• Excerpt
** Begin **

When society becomes increasingly sophisticated, which, unfortunately, is all too common, it is something that becomes very common when government becomes big.
The government has been growing at a rate of 10% a year. Is it any surprise that as the public service grows and the cost of program spending grows that we see the spread of unaccountable discretion in the process where unaccountable, faceless, nameless bureaucrats make decisions, such as in the area for which I am the critic, Human Resources and Skills Development Canada where every day the lives of thousands of people are affected by decisions made by civil servants acting entirely on their own discretion and applying their own judgments?
What happens is that when the process occurs it is not just inequity and unfairness. It is also an invitation to political interference. We saw that happen in the sponsorship scandal and with the former HRDC scandal because then people could plead their case for special treatment. If they were well connected politically and if they knew the right people, suddenly the special treatment came forward.
When that is all hidden by depositing it at a level beyond the scrutiny of the public, the voters, and it is put in the hands of faceless, nameless officials who do it quietly with a phone call from the minister's office, or in their own discretion and judgment based on their own biases, prejudices or personal appeals, who knows what, then bad things happen.
If we think about the places in the world that have a lot of corruption, countries that we like to think of as banana republics or third world dictatorships, that is what is happening. That is when officials take to themselves the power to make decisions, to give out licences and to impose conditions on licences and in the process extract favours from those who are seeking the licences and permissions.
Anyone who has ever tried to do business in a place like Russia today will say that that is the kind of thing they encounter from officials at every step of the way. Why? It is because those officials have the ability to make decisions in their judgment and with their discretion that affect the livelihoods and day to day well-being and survival of people trying to start businesses or trying to get by, trying to do the things they want to do in a society that they otherwise thought would be free.
It is important that this decision making power not be vested in those who are unaccountable but rather that there remain parliamentary oversight, that there is responsibility, that there is accountability and that when decisions are made people are responsible for them.
We have had countless scandals in the time that the Liberal Party has been in government and yet no minister has ever resigned or taken responsibility. It is always the work of somebody else, some nameless, faceless parallel organization, some officials acting unaccountably.
We had the parliamentary secretary come to us today and say that was a good thing, that was the way things should work and that everyone thinks it is all right for regulations to be made unaccountably and without authority because that is what is needed to make things work.
I do not think that is the way we need to have things to make them work. I think things work best when people are responsible and there is accountability. We do not get that out of this legislation.
Pat Martin Winnipeg Centre, MB
Mr. Speaker, I am pleased to have an opportunity to join the debate on Bill C-52 on behalf of my NDP caucus colleagues and the people of Winnipeg Centre.
Mr. Speaker, I intend to split my time with my colleague from Burnaby--New Westminster.
Bill C-52 found its origin when the scrutiny of regulations committee virtually stumbled across the fact that the Minister of Fisheries and Oceans had been setting regulatory conditions of licensing without any statutory authority to do so. It begs the question: Is this the way the government has been running the DFO for the last decade or more? If that is true, it explains the absolute mess the fishery is in from one coast to the other.
A number of speakers who have spoken tonight have listed a myriad of grievances about the mismanagement of the fisheries from one end of the country to the other and the middle in the great freshwater fisheries such as we enjoy in my home province of Manitoba.

** End **

• What needs to be done
Answer these about the excerpt:
1. At what yearly rate does the first speaker say the government has been growing?
2. For which department is the first speaker the critic?
3. What did the scrutiny of regulations committee find the Minister of Fisheries and Oceans had been doing?

• Supplied material
** Begin **

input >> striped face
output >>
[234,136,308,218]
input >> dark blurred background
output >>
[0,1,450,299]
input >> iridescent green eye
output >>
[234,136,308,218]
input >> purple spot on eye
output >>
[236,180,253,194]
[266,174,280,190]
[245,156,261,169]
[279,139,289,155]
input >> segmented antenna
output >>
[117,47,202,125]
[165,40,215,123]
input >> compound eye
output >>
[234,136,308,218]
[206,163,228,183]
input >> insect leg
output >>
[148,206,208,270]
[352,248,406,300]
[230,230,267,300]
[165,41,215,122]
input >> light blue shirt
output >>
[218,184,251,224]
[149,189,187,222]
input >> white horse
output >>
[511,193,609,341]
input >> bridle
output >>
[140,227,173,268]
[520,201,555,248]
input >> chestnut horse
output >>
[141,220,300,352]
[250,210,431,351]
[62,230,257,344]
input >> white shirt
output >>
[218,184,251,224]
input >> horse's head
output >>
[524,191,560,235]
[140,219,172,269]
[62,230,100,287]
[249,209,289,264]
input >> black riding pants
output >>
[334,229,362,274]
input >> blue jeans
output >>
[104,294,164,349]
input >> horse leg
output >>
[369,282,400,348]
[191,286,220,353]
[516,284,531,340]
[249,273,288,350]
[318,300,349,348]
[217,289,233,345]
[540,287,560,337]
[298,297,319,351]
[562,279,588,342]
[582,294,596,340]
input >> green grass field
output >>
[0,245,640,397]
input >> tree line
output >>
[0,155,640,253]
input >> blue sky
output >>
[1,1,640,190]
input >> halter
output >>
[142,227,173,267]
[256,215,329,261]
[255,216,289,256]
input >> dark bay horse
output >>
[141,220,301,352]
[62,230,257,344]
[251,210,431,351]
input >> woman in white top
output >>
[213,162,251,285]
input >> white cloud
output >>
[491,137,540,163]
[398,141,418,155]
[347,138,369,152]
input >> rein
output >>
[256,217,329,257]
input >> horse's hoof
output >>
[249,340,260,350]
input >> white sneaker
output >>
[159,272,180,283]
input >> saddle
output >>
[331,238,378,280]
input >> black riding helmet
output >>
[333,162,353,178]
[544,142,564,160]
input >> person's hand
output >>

** End **

• Solution to the exercise
1. 10% a year.
2. Human Resources and Skills Development Canada.
3. Setting regulatory conditions of licensing without any statutory authority to do so.